About this task: In the entries below, find each line with the string "kitchen" and copy it.
◇ ◇ ◇
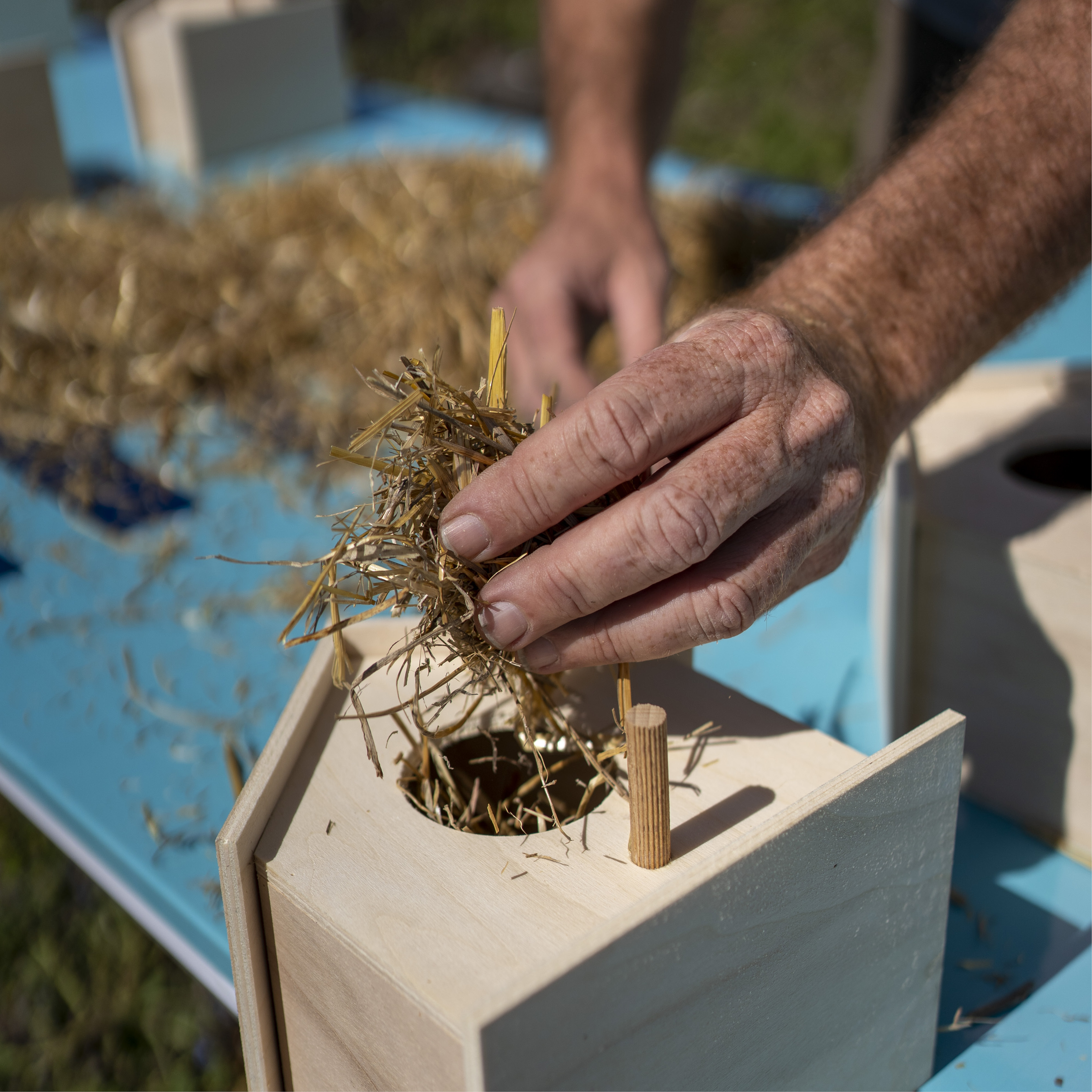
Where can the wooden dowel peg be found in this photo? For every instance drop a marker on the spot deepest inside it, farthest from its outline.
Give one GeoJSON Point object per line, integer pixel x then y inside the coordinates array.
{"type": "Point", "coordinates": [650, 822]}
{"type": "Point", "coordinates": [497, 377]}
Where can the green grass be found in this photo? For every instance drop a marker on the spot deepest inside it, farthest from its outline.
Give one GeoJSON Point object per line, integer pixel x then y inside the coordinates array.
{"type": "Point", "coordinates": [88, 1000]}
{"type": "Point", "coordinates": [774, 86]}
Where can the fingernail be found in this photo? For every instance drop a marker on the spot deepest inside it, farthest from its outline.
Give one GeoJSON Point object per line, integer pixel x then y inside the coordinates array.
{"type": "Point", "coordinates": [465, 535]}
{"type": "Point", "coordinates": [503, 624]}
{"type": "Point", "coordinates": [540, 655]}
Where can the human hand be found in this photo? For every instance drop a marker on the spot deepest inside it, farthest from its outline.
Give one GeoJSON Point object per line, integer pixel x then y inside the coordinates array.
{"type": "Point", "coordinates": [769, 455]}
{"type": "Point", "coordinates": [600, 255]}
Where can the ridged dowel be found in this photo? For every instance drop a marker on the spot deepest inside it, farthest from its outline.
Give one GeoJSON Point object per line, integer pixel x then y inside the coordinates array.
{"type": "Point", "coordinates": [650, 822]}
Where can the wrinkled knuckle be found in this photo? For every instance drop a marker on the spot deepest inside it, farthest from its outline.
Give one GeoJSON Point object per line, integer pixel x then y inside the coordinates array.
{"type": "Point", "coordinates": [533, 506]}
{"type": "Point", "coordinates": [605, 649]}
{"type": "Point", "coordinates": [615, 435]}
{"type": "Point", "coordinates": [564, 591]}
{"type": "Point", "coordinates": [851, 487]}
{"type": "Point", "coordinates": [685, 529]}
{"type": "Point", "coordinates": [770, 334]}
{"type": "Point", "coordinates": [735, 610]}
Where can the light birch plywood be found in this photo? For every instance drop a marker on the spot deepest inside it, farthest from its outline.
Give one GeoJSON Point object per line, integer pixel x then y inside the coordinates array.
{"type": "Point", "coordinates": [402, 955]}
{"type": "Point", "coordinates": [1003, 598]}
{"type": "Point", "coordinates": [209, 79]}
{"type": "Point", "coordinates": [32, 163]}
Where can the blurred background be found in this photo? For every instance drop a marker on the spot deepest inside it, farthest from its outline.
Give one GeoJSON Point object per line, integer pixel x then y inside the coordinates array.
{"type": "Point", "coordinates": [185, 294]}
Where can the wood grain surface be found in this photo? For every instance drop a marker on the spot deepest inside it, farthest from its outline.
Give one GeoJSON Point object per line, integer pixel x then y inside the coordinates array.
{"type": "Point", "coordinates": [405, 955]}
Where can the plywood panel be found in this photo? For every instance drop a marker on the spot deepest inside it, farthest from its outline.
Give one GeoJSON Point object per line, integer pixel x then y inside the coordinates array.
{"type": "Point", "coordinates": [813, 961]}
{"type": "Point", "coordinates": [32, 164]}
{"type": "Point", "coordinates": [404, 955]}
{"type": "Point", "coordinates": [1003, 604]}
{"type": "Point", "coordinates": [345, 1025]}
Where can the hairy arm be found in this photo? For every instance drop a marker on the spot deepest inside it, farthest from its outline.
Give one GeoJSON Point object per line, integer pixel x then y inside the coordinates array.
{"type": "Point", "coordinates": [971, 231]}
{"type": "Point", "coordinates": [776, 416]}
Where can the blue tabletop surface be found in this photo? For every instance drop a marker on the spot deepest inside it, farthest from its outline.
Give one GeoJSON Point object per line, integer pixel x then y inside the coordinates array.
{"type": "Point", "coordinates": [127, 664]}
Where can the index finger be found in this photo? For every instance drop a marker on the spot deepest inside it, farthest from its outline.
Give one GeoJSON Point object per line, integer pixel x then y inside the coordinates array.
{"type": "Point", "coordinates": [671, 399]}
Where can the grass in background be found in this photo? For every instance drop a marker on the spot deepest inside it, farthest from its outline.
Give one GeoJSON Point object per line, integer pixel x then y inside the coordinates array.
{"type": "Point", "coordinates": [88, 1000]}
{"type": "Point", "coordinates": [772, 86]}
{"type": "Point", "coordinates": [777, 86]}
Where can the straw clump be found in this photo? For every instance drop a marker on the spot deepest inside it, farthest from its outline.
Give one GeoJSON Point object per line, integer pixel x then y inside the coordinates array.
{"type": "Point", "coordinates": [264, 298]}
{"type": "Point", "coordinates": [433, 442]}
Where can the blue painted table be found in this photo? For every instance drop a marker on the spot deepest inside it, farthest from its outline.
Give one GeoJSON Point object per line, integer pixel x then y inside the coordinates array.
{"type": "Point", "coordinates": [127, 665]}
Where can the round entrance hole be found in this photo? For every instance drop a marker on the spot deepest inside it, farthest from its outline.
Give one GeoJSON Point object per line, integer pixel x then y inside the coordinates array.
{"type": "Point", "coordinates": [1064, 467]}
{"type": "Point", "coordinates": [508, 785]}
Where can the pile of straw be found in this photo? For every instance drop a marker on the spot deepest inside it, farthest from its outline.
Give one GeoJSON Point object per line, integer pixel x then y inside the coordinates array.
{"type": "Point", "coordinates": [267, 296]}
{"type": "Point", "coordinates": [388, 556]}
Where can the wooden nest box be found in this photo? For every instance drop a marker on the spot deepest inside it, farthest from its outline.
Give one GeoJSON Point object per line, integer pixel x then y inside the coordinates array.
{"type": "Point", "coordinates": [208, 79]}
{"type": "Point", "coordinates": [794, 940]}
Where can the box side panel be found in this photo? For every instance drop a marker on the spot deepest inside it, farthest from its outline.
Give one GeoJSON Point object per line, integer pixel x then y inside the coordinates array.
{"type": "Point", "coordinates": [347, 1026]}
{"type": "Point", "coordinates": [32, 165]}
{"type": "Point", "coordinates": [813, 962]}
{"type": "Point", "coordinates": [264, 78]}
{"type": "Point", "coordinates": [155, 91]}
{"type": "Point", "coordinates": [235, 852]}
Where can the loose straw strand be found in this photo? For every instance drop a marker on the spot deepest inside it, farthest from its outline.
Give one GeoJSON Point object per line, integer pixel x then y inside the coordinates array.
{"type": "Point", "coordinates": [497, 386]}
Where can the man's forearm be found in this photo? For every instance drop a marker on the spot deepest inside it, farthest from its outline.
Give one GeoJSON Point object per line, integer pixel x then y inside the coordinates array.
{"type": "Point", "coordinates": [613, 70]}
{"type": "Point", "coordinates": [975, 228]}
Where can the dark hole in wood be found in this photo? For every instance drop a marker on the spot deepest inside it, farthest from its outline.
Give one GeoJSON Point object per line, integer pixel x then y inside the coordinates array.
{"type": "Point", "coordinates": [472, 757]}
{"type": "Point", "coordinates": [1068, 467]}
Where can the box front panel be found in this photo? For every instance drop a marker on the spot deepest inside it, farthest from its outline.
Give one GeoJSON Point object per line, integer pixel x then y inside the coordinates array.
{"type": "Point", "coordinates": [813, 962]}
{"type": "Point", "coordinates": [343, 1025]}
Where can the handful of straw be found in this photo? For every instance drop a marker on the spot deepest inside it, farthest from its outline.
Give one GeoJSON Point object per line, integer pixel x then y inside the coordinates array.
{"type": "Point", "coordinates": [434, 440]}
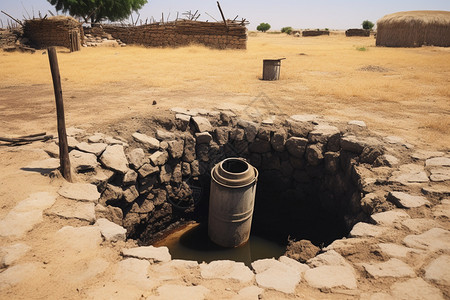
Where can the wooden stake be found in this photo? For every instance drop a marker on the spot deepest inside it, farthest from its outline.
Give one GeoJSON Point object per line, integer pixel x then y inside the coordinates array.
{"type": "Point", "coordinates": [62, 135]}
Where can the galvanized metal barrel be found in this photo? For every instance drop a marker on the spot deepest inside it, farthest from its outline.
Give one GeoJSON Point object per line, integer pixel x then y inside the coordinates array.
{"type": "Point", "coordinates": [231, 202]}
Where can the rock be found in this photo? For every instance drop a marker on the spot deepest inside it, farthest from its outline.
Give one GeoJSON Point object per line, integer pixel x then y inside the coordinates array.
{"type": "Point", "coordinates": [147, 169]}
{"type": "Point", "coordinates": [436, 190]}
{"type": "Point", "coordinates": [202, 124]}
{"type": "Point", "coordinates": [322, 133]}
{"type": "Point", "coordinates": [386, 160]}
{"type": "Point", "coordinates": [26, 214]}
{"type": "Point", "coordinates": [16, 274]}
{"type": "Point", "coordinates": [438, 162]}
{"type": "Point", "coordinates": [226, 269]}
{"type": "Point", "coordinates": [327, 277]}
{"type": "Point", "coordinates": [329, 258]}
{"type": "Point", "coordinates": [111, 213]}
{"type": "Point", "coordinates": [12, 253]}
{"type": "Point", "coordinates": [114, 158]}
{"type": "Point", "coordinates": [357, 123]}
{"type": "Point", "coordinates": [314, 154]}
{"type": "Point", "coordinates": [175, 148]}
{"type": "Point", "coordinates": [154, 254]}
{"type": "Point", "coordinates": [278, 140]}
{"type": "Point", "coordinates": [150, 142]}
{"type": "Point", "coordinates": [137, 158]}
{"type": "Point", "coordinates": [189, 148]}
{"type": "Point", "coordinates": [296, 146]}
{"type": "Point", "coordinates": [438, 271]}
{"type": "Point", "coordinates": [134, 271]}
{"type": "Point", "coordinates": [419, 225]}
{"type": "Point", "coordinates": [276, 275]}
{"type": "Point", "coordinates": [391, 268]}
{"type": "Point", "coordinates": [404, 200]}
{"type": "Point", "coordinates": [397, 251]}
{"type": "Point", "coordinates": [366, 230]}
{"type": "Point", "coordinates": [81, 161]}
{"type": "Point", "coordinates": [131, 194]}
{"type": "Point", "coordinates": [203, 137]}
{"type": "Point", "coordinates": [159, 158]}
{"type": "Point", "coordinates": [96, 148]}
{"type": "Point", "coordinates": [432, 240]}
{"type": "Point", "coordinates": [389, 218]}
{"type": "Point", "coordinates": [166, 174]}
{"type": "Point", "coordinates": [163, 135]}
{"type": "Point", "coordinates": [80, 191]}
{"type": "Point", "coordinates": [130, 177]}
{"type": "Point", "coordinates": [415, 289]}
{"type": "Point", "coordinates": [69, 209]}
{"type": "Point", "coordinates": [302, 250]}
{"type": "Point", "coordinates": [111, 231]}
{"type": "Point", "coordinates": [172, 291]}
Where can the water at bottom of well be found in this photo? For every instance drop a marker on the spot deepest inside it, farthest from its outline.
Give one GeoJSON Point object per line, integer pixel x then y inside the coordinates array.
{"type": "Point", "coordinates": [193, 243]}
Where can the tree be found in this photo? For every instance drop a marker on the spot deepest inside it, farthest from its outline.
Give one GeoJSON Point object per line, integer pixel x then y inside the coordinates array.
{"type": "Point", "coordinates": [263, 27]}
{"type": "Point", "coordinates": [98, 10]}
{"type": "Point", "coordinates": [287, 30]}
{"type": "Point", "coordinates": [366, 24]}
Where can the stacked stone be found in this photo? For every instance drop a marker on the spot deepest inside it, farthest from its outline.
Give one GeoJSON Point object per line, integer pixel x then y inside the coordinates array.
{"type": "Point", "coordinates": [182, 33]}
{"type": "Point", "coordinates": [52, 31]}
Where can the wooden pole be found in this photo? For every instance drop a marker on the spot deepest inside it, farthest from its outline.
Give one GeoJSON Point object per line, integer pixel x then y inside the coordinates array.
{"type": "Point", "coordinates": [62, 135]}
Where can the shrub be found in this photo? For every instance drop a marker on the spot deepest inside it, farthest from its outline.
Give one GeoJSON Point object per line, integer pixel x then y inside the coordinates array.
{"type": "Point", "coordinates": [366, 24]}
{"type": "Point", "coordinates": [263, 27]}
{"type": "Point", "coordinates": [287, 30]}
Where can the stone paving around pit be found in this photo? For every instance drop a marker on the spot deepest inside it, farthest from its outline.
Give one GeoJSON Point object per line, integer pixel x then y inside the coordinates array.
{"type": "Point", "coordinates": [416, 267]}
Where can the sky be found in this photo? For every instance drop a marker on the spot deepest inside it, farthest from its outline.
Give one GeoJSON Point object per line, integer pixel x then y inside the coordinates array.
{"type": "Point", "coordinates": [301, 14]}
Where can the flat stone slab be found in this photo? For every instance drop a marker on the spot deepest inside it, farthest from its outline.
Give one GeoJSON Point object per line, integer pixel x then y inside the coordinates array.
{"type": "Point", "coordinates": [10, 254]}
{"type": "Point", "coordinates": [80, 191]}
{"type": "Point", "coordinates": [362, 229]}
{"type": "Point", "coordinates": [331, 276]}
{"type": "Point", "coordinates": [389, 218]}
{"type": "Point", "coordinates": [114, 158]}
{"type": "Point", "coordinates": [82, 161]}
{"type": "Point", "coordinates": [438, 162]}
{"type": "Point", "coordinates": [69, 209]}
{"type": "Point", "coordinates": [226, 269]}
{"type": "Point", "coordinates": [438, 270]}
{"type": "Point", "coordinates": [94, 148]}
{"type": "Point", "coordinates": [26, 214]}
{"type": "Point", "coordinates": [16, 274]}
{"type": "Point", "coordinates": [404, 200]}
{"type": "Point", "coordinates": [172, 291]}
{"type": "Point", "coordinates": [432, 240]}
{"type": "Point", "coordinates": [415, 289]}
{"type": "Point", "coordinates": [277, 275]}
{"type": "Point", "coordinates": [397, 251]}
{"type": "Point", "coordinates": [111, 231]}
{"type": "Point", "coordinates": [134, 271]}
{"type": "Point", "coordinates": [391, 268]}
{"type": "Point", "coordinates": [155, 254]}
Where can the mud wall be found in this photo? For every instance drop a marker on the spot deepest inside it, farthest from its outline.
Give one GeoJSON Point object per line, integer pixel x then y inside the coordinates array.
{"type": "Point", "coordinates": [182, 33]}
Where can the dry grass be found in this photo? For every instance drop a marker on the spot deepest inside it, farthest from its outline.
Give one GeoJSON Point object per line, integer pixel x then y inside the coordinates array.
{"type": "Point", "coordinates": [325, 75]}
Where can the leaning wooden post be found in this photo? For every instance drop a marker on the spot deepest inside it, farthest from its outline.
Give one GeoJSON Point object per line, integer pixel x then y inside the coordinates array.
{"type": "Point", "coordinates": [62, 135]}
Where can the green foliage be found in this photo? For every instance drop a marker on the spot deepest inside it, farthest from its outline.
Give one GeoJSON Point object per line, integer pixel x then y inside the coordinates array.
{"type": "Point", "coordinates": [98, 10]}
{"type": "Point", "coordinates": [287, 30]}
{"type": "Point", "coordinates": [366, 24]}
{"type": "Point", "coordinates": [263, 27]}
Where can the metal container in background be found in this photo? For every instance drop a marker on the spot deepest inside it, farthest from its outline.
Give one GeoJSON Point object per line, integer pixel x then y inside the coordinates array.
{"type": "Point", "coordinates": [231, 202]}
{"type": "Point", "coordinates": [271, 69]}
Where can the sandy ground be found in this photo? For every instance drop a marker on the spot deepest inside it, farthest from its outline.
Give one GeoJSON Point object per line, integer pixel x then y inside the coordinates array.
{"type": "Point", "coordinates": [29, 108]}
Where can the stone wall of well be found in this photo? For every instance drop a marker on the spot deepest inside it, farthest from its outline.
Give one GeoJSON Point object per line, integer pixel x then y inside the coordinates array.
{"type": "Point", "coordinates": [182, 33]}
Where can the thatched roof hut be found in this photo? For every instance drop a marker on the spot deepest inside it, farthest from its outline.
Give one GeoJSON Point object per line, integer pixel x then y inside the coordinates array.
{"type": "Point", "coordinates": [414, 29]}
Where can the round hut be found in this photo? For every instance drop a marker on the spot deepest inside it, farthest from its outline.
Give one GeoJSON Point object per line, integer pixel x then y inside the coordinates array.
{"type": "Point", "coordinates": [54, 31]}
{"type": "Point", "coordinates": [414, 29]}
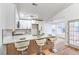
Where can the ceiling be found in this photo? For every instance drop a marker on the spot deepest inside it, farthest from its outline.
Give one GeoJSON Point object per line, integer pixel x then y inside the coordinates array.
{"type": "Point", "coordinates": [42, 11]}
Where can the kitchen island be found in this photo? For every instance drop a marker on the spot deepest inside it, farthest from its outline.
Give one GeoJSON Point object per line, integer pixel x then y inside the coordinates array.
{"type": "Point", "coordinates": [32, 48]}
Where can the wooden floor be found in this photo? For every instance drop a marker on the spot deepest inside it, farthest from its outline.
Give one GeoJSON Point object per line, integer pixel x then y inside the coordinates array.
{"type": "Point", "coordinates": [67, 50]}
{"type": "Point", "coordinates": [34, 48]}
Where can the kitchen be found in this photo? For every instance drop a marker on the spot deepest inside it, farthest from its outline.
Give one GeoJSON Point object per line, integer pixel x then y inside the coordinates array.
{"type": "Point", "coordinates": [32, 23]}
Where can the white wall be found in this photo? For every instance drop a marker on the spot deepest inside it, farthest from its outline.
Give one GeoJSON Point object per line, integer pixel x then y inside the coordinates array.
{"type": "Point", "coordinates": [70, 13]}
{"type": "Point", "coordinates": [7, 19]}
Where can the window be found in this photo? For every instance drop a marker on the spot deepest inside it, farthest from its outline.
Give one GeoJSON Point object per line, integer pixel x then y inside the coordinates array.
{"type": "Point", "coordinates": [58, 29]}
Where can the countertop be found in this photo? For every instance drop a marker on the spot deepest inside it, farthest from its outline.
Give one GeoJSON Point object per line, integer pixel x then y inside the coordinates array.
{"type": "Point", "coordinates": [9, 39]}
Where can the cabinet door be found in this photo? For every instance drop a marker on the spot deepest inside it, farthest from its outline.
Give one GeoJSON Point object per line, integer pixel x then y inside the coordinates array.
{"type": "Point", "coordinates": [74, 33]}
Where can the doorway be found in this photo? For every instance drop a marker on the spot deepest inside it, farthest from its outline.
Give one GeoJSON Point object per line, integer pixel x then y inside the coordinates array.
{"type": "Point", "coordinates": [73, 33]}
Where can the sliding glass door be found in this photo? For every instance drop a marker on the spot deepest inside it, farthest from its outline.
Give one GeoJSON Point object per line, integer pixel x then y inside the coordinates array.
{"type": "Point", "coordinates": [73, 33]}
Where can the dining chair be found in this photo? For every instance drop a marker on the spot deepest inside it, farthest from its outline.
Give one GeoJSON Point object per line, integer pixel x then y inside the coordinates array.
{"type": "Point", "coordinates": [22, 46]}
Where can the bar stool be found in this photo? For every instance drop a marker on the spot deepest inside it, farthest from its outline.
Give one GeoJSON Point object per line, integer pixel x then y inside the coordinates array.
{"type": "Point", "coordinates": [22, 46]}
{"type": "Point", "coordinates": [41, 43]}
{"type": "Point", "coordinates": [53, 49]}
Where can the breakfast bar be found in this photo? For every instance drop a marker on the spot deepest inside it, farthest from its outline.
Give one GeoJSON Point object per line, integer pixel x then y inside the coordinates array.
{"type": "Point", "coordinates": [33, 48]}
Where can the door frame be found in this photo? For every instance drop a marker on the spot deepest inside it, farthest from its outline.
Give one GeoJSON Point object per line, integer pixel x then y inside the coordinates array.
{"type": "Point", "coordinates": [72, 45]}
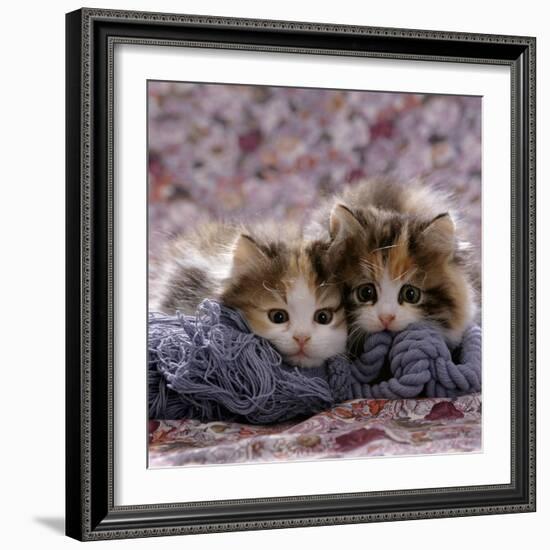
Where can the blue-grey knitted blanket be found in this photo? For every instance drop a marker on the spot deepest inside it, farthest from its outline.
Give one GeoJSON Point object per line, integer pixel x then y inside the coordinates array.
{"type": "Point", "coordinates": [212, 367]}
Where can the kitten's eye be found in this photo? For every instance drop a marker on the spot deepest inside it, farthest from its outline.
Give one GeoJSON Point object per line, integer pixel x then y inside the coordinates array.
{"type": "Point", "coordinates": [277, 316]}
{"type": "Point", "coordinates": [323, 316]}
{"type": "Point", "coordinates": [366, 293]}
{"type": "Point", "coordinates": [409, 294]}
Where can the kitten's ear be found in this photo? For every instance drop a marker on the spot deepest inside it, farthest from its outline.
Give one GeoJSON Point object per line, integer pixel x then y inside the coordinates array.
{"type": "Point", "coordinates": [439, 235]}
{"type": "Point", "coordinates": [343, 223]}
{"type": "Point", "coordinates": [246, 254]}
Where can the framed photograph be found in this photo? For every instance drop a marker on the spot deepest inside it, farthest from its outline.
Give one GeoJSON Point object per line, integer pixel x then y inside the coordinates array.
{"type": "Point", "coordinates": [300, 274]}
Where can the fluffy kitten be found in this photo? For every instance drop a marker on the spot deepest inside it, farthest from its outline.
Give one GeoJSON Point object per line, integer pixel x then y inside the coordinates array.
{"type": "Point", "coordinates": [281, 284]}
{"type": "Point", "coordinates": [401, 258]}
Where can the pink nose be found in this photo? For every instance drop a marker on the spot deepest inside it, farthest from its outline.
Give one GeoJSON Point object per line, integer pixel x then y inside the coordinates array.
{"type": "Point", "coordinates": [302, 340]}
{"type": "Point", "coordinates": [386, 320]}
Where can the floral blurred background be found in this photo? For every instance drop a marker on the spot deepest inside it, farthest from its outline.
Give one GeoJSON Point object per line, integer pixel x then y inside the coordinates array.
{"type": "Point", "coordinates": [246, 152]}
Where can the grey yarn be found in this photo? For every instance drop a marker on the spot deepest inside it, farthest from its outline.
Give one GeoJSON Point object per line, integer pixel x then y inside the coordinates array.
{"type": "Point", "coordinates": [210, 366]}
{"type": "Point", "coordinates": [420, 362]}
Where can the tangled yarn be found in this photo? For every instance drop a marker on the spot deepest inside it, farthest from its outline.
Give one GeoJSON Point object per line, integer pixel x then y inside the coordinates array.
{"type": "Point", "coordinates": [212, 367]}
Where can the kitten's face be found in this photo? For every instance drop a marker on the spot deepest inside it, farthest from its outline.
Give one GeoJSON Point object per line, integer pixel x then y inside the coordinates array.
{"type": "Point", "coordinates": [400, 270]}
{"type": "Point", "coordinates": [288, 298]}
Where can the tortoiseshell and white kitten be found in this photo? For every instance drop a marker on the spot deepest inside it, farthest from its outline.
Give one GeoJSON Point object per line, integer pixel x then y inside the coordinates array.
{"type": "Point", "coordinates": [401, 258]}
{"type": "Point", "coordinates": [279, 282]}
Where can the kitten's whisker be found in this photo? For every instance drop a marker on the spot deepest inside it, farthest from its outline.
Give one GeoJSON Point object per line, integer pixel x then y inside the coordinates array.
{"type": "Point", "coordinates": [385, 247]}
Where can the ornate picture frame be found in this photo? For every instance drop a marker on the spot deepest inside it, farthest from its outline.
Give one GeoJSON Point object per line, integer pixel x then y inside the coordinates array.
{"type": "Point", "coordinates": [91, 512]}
◇ ◇ ◇
Result of this task:
Where can the kitchen island be found in this photo? For every instance drop a marker on the spot deepest inside it, farthest from its outline.
Where can the kitchen be found in this photo? For every instance drop a marker on the spot deepest inside it, farthest from its outline.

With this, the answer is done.